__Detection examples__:
---

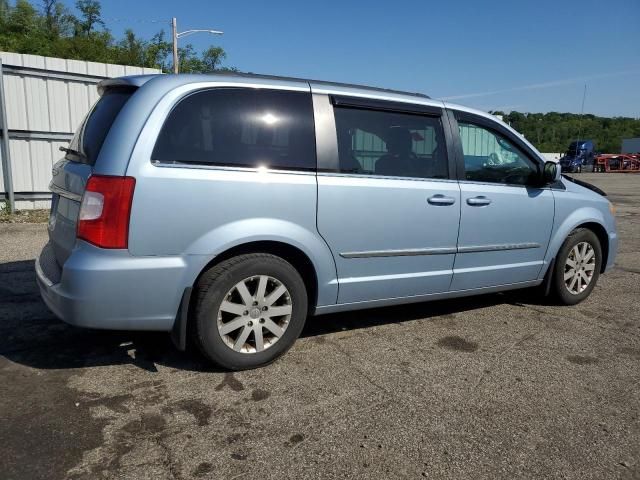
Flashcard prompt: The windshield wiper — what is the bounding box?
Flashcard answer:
[58,145,87,160]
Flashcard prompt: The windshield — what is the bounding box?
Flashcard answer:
[65,88,135,165]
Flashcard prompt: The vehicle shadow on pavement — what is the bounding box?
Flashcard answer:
[0,260,544,372]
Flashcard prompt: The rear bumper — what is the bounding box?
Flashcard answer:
[35,241,194,331]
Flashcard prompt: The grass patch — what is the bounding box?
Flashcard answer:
[0,204,49,223]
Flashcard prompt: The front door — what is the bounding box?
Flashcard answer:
[314,96,460,303]
[451,116,554,291]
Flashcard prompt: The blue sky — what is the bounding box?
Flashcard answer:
[65,0,640,117]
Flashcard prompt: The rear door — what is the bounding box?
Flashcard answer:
[451,112,554,291]
[314,94,460,303]
[49,87,135,266]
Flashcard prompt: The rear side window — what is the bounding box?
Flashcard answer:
[335,107,449,178]
[151,88,316,170]
[66,88,135,165]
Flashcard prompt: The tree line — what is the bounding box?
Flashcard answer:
[0,0,640,153]
[0,0,235,73]
[490,111,640,153]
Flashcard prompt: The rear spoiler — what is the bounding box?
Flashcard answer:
[98,74,160,96]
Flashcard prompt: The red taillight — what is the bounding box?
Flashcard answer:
[78,175,136,248]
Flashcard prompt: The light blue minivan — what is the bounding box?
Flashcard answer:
[36,75,617,369]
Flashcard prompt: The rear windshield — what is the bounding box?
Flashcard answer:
[66,88,135,165]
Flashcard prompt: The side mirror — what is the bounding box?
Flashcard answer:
[542,162,562,185]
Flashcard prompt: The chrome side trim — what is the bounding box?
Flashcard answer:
[340,247,456,258]
[49,182,82,202]
[458,243,542,253]
[340,243,541,258]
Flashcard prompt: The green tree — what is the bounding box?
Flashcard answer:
[202,47,227,72]
[76,0,104,37]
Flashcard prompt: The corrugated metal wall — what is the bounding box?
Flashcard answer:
[0,52,160,208]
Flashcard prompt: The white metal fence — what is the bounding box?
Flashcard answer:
[0,52,160,209]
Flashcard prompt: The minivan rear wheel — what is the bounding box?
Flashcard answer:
[191,253,307,370]
[553,228,602,305]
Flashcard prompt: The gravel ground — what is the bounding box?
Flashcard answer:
[0,174,640,479]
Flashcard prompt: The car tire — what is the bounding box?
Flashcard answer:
[552,228,602,305]
[190,253,308,370]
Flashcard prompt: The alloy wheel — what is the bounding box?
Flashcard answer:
[217,275,293,353]
[564,242,596,295]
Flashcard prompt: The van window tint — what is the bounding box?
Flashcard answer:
[152,88,316,170]
[66,88,135,165]
[458,122,539,185]
[335,107,449,178]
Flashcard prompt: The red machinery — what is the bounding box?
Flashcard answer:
[595,153,640,173]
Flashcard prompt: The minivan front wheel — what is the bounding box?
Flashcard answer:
[554,228,602,305]
[192,253,307,370]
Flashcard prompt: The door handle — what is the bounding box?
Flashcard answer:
[467,195,491,207]
[427,193,456,205]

---

__SHORT PROBLEM__:
Please pull the material out word for word, beginning at its first line and stopping after the line that contains "[36,75,617,369]", with both of those lines included. Leave the pictures out of your answer.

__THE RESPONSE__:
Flashcard prompt: The windshield wiper — what is the bounding box?
Flashcard answer:
[58,145,87,160]
Flashcard prompt: The windshield — what is the bounding box?
Flashcard answer:
[65,88,135,165]
Flashcard prompt: The vehicle shadow on pavement — what is the bounding box?
Flashcard answer:
[0,260,544,372]
Flashcard prompt: The rear bumper — what is the bounding box?
Flashcard answer:
[35,241,194,331]
Flashcard prompt: The grass patch — what is the bounding box?
Flashcard answer:
[0,204,49,223]
Flashcard prompt: The front door — what is the bounding box?
Flashcard answer:
[314,96,460,303]
[451,116,554,291]
Flashcard prompt: The blue sky — what is the bounding box?
Flashcard answer:
[65,0,640,117]
Flashcard prompt: The rear door — what is the bounding box?
Flashcard answer:
[451,112,554,291]
[314,94,460,303]
[49,87,135,266]
Flashcard prompt: The rear side window — what is the bounding box?
Flashcard answer:
[335,107,449,178]
[151,88,316,170]
[66,88,135,165]
Flashcard prompt: The tree line — what is the bounding box?
Flashcard answer:
[0,0,640,153]
[0,0,235,73]
[490,111,640,153]
Flashcard prompt: The rear spoiler — what is the bounding box?
Flashcard answer:
[98,74,160,96]
Flashcard prompt: The red taillight — what is the bounding box?
Flashcard answer:
[78,175,136,248]
Flashcard prompt: The light blue minivan — what is the bounding box?
Flashcard answer:
[36,75,617,369]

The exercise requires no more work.